▶ **Stored items**
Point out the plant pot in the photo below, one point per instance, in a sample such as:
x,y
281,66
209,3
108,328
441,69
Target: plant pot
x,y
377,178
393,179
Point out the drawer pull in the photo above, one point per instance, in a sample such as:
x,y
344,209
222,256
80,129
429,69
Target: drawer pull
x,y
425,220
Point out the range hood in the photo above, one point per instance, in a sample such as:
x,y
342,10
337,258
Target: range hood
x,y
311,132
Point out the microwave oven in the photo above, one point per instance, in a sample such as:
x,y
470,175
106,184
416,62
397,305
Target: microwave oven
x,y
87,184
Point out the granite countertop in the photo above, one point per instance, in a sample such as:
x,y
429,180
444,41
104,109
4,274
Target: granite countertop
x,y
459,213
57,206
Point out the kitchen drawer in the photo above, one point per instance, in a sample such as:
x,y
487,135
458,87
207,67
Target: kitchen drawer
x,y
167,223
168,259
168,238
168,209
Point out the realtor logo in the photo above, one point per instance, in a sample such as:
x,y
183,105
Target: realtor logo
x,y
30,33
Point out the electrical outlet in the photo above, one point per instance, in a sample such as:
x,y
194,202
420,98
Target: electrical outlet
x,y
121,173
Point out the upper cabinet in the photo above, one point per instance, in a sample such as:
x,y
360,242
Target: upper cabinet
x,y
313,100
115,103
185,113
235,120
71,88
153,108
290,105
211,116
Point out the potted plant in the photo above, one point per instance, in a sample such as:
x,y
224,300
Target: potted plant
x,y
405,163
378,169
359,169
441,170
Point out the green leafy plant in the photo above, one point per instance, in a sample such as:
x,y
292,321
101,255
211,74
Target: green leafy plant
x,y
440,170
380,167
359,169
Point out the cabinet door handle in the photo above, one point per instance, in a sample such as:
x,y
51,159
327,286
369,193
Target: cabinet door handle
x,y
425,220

▶ **Instructions to follow**
Each line that includes the string "above" should be copied from the data.

▶ **Reply**
Point out the drawer pull in the photo above, one point per instance, in a sample such as:
Point out the range hood in the photo above, one point per instance, in a sample such as:
Point out the microwave oven in the photo above, one point per instance, in a sample such as:
Point out the granite countertop in the photo above, one point per instance, in a sample such as:
Point out the kitchen drawer in the photo above, one point per instance, in a sample such as:
Point out the realtor logo in the photo above, one point per instance, in a sample such as:
Point out the electrical outlet in the photo above, one point per instance, in a sample such as:
Point out the upper cabinet in the photo above, one point per instance, in a sample such as:
Point out the potted plant in the photo above, one point per instance, in a sample such as:
Point out the green leafy plant in the photo above, one point per instance, in a sample such as:
Point out the cabinet door handle in the photo above, one point per instance, in a sample such as:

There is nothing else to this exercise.